- _TRY IT_
Every line from the one with "Give the picture shown below" to the end of the listing below must be printed exactly, with no other text and no pictures.

- _DATA TO PROCESS_
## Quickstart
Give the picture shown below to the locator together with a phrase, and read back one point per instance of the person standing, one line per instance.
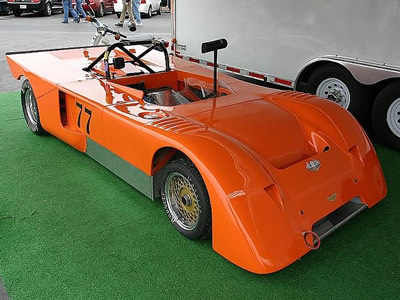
(136, 12)
(127, 5)
(79, 9)
(67, 6)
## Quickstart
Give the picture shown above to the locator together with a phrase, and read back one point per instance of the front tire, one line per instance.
(186, 199)
(30, 109)
(338, 85)
(386, 115)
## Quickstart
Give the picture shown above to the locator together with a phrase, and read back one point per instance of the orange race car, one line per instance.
(268, 173)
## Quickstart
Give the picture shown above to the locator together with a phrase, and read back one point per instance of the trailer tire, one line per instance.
(386, 115)
(338, 85)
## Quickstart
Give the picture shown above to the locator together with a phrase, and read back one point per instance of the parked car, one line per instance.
(4, 9)
(266, 173)
(147, 7)
(99, 7)
(46, 7)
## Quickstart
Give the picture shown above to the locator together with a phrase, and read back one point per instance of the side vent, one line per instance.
(319, 144)
(273, 192)
(296, 95)
(175, 124)
(355, 151)
(63, 109)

- _RESPONSE_
Give the picture shown below to the locator together with a phrase, and read back one point per instance of the person standing, one line per instance.
(136, 12)
(127, 5)
(79, 9)
(67, 6)
## Quickstart
Give the picture shown above to the locator together with a phrase, and read back one point per instance of the front tire, one line per instance.
(186, 199)
(30, 109)
(338, 85)
(386, 115)
## Quickstart
Give the picture shown above to the locator together with a phrase, and read back one point per instance of the orange race car, one line per instance.
(268, 173)
## Quickstart
Give the picture shown above to the locator together with a phrase, and read back one point per instance of the trailer tire, one line per instance.
(386, 115)
(338, 85)
## Quickstart
Give the picture shown above to the locator together with a phrase, and read back one point per instance of the parked car, one line per instance.
(4, 9)
(266, 173)
(147, 7)
(99, 7)
(46, 7)
## Quickstart
Give the picture shown above to the locator together with a phrase, and read back one point per instance of the side vent, one line per instance.
(319, 144)
(273, 192)
(296, 95)
(175, 124)
(355, 151)
(63, 109)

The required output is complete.